STATED GOAL:
Rewrite the material below with "black hair" changed to "dark hair" and nothing else altered.

(Region annotation entries)

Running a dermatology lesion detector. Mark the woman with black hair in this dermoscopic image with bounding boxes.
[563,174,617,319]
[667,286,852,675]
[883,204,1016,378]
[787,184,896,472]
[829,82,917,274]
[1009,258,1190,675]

RESPONSE BELOW:
Running a dermatology lesion detector. Mark the woman with dark hair in this dermoscopic image with bounding boxes.
[563,174,617,319]
[667,286,852,675]
[883,204,1016,378]
[787,184,896,472]
[829,82,917,274]
[1009,258,1190,675]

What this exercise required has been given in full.